The next in line was Caroline, with a definite artistic bent, fond of art, painting, poetry, happy go lucky.

The first of the boys born, was Charles Theodore. (Charlie) who together with his younger brother, William (Billy) was to have a great influence on Grace's life. Charlie was 3 years older, Billy 3 years younger than Grace. Together they made a formidable trio, until both boys were killed in the Great War.

On the death of Isabella's husband, Charles Snr, the family's life changed once again. Isabella sold the thriving business, both boys being much too young to consider taking it over. The smallish house at 67 Dee Street was also sold, and Isabella moved to a virtual mansion, Ashley Lodge, in Great West Road.

Here they settled into a much more affluent lifestyle. Riding became the love of Grace's life. She developed into an extremely accomplished horsewoman, along with her two brothers. The three of them, now almost inseparable, took up shooting and fencing. Grace again excelled at both. In 1910 she became the first woman to win the Rifle Shooting Competition at the prestigious Richmond Rifle Club; as a fencer, she took part in matches not only in England, but in France and Germany as well, winning prizes and acclaim.

However, she still found time to take part in amateur dramatics, dressing up and writing, away from her brothers' influence. Although loving any time spent with them, she was as strong-minded as her mother, and made her own choices when she so desired.

But things were changing. As Grace moved into her teens around the turn of the century, the close-knit relationship with her two brothers drew to an end. Though still totally bound by their affection for each other, the paths of adulthood took them in different directions; Charlie to begin his full-time service with the 3rd Dragoon Guards; Billy travelling the world in search of adventure under the guise of studying the agriculture of different countries, finally leading an expedition from Punta Arenas on the west coast of South America 1000 miles on horseback to Buenos Aires in the east.

While her brothers were away in different parts of the world following their own paths, Grace indulged her passion for riding, attending Gymkhanas at home and on the Continent, competing against some of the best. At the same time she built up her reputation in fencing, enjoyed target shooting, and happily continued dabbling in amateur dramatics and acting.

* GIVEN REQUEST *
Extend the account of Grace's early life with her brothers, starting after its last sentence. The entries are separate material and are unrelated to the account of Grace's early life.

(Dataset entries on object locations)
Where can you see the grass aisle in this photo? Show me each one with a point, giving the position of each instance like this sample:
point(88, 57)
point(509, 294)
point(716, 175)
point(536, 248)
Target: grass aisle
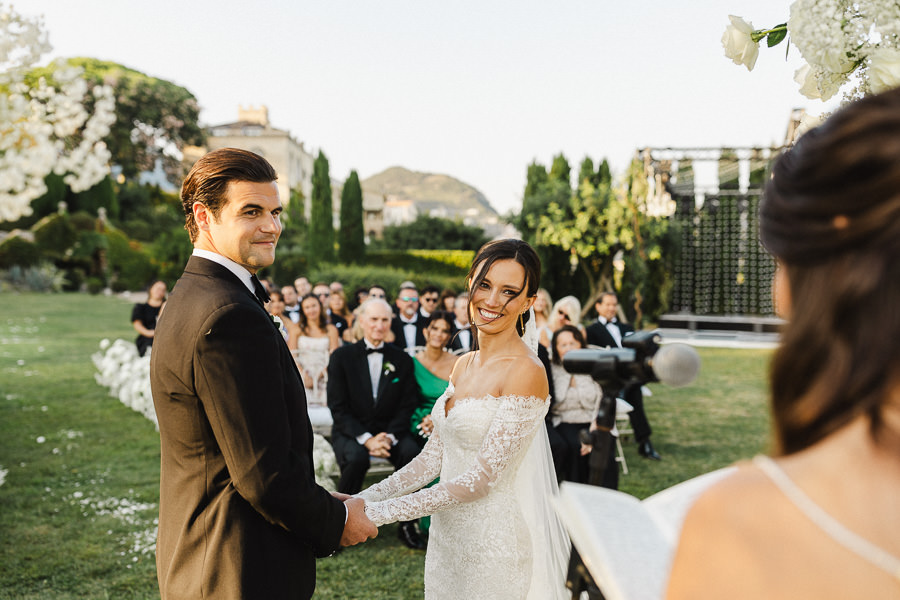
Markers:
point(78, 508)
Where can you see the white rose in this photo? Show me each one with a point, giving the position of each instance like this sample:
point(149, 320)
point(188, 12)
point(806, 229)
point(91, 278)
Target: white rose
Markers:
point(884, 70)
point(738, 43)
point(807, 80)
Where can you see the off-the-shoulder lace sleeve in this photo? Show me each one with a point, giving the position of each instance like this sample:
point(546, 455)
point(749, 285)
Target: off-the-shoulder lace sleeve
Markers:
point(418, 472)
point(507, 439)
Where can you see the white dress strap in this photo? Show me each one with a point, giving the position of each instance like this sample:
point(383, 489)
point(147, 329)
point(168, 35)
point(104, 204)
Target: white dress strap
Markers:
point(836, 530)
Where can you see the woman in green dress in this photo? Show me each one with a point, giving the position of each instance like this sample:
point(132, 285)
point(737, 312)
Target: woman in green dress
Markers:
point(432, 365)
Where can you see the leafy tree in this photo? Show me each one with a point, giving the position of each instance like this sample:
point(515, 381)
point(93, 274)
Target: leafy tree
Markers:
point(595, 224)
point(155, 118)
point(321, 226)
point(433, 233)
point(560, 169)
point(295, 226)
point(543, 189)
point(352, 247)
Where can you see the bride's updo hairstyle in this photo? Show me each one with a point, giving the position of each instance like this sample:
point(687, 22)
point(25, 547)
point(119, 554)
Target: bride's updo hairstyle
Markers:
point(831, 216)
point(516, 250)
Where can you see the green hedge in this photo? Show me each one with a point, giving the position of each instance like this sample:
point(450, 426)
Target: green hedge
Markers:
point(17, 251)
point(453, 263)
point(130, 266)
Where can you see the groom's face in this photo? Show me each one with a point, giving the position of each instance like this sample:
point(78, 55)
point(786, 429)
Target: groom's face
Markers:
point(247, 227)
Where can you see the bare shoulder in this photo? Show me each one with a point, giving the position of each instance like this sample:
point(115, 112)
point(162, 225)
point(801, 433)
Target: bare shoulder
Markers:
point(725, 533)
point(526, 377)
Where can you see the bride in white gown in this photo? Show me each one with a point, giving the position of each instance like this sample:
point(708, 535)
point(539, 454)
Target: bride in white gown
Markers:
point(493, 533)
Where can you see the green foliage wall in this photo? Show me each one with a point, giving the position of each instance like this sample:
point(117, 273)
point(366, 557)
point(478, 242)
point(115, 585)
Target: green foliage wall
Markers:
point(433, 233)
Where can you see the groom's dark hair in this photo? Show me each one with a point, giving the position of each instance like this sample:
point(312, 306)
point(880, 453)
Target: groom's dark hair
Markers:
point(208, 181)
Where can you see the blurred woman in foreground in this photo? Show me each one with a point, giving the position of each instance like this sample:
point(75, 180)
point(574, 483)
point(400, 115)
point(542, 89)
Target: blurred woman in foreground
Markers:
point(821, 519)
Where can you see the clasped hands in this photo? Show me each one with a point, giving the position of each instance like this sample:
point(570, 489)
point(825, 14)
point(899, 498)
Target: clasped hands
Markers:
point(358, 527)
point(379, 445)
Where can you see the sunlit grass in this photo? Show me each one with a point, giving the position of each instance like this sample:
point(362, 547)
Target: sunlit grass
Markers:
point(78, 506)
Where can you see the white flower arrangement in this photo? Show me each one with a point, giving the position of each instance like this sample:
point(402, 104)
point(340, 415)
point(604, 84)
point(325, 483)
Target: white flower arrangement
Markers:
point(45, 128)
point(127, 376)
point(851, 44)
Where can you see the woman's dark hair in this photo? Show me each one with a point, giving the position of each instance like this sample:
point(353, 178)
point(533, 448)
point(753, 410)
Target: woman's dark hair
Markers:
point(831, 216)
point(303, 322)
point(516, 250)
point(208, 181)
point(576, 333)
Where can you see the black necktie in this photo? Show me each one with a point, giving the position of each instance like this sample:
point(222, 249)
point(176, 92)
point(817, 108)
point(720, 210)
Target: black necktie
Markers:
point(261, 292)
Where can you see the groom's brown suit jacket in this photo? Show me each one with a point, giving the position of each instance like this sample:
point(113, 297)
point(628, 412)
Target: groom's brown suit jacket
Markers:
point(240, 513)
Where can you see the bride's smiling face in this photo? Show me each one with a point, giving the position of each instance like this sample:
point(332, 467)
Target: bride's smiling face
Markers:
point(499, 298)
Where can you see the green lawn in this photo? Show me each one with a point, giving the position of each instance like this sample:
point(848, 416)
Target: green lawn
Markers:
point(78, 509)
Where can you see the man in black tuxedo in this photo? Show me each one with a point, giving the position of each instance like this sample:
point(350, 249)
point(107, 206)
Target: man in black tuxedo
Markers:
point(607, 331)
point(408, 325)
point(240, 513)
point(372, 393)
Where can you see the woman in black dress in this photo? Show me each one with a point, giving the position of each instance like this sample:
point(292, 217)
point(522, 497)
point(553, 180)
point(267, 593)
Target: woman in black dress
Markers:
point(143, 316)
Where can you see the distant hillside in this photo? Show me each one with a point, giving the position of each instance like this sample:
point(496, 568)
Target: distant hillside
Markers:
point(440, 195)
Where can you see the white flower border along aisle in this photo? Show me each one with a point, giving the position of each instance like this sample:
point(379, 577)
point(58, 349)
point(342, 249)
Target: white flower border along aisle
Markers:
point(847, 44)
point(127, 376)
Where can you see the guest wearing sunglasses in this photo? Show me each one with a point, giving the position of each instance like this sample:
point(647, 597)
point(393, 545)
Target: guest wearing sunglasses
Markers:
point(407, 325)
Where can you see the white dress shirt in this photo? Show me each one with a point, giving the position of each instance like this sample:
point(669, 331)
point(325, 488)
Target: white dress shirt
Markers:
point(613, 330)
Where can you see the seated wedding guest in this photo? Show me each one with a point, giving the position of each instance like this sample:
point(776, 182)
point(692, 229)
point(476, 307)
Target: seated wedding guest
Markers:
point(428, 300)
point(341, 317)
point(371, 394)
point(376, 291)
point(542, 307)
point(291, 302)
point(289, 330)
point(607, 332)
point(574, 408)
point(463, 338)
point(820, 519)
point(323, 292)
point(432, 367)
point(318, 339)
point(360, 295)
point(447, 300)
point(143, 316)
point(566, 311)
point(406, 326)
point(303, 287)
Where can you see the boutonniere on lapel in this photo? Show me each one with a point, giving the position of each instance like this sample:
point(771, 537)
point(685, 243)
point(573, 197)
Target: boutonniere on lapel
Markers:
point(279, 324)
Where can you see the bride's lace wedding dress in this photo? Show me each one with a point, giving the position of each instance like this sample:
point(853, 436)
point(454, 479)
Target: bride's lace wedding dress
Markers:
point(493, 533)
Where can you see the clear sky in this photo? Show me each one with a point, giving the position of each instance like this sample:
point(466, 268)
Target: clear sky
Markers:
point(472, 89)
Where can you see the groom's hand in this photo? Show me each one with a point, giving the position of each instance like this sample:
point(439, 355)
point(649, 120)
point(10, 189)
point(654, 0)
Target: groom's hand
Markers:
point(379, 445)
point(358, 527)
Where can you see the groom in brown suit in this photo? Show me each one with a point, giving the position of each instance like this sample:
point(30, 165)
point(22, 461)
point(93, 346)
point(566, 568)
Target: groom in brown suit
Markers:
point(240, 514)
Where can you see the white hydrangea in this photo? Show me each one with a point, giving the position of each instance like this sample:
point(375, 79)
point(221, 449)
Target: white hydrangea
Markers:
point(45, 127)
point(849, 45)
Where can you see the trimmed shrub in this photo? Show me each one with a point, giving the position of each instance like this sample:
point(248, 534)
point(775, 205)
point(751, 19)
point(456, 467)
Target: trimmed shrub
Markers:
point(54, 234)
point(15, 250)
point(131, 268)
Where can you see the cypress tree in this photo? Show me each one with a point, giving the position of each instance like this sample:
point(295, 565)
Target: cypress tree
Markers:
point(321, 226)
point(352, 248)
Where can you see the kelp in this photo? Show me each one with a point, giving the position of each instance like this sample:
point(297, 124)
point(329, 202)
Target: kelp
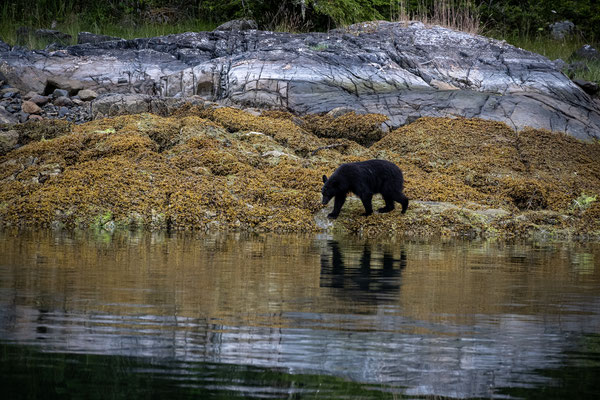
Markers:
point(220, 168)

* ANSWER TO THE PROBLEM *
During this halcyon period she spent a year at a Convent in Belgium, at her mother's suggestion, no doubt in the hope that the experience in that sort of environment would help to rein in her tomboyish energies, and lead her into more ladylike pursuits. She loved it, learned to speak French, which was to stand her in good stead later, but her adventurous spirit never diminished.

What she was really looking for was some real direction in her life, something she could grasp with both hands, direct her considerable energies and abilities into, devote herself to wholeheartedly.

As December 1909 drew to a close, she found it!

An advertisement in The Times, seeking "young ladies of independent means to be trained in Horsemanship, Signalling, First Aid and Camp Cooking." It went on to detail age limits, and costs involved, subscriptions etc . But to Grace, all that was subsidiary to the main item to catch her attention. The word 'YEOMANRY'. That one word jumped out of the page at her, The First Aid Nursing Yeomanry Corps.

Grace herself wrote later: "It was solely because of its title 'Yeomanry' that I sought out this Corps."

What she didn't know then was that as fast as 1909 was fading away, so was the FANY Corps. In January 1910 Grace travelled to London to find out more, listened to the rose-tinted account of the Corps given by its founder, self-styled Captain Baker, decided that was for her, and signed up.

It was a momentous decision, and was to have a huge impact, not only on Grace's life, but on the FANY Corps itself. Teetering as it was on the cusp of oblivion, Grace seized it with both hands, pulled it back from the edge, built and moulded it into a lasting, outstanding Corps of intrepid, fearless and dedicated young ladies.